■ **Records for this task**:
----------

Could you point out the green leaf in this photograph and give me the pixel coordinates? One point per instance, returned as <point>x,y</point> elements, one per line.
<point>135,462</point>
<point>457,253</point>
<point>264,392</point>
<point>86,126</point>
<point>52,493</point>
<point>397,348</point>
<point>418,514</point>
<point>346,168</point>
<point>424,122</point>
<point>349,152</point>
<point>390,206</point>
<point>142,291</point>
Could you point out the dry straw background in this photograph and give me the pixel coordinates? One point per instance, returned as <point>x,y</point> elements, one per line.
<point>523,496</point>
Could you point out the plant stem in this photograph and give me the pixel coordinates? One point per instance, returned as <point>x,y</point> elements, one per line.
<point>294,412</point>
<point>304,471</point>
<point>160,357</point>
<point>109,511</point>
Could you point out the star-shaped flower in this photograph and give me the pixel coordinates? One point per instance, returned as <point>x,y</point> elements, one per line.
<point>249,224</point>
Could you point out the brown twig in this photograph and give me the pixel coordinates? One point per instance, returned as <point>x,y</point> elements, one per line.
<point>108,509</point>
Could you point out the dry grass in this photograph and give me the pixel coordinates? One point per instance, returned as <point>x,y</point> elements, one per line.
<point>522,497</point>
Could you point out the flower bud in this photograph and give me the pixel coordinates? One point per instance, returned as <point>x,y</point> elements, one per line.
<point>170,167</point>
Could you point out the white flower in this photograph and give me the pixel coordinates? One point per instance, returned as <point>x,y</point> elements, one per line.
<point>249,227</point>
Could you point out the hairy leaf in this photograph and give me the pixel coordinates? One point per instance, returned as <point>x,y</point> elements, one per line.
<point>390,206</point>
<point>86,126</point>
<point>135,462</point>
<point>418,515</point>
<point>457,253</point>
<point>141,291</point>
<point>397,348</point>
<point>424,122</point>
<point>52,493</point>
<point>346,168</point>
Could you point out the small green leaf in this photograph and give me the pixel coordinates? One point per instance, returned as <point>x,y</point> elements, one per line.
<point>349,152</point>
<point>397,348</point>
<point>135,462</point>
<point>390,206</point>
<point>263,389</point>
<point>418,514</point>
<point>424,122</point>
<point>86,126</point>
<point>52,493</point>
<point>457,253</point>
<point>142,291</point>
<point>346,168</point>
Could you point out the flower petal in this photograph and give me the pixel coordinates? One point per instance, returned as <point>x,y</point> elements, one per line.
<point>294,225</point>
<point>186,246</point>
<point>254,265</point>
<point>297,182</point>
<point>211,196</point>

----------

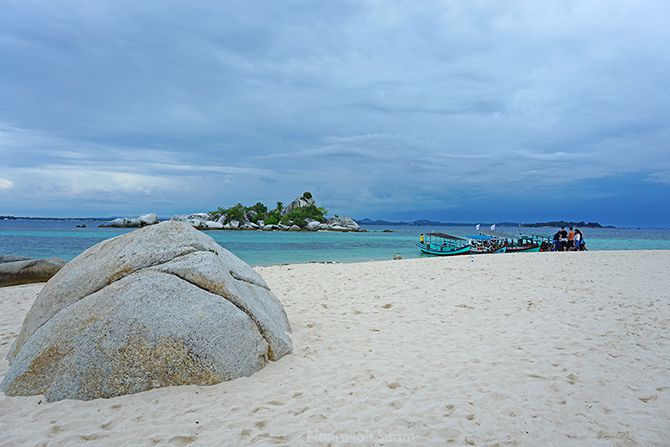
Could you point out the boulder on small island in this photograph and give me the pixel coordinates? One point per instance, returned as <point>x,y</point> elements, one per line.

----------

■ **Description of the task**: Copy the entries verbatim, everything from the line containing "Could you point out the plant" down to the line containing "<point>109,511</point>", both ends included.

■ **Answer to this task**:
Could you point out the plant stem in this photograph and give me the pixel coordinates? One point per instance, returned as <point>x,y</point> elements, one per line.
<point>294,412</point>
<point>304,471</point>
<point>160,357</point>
<point>109,511</point>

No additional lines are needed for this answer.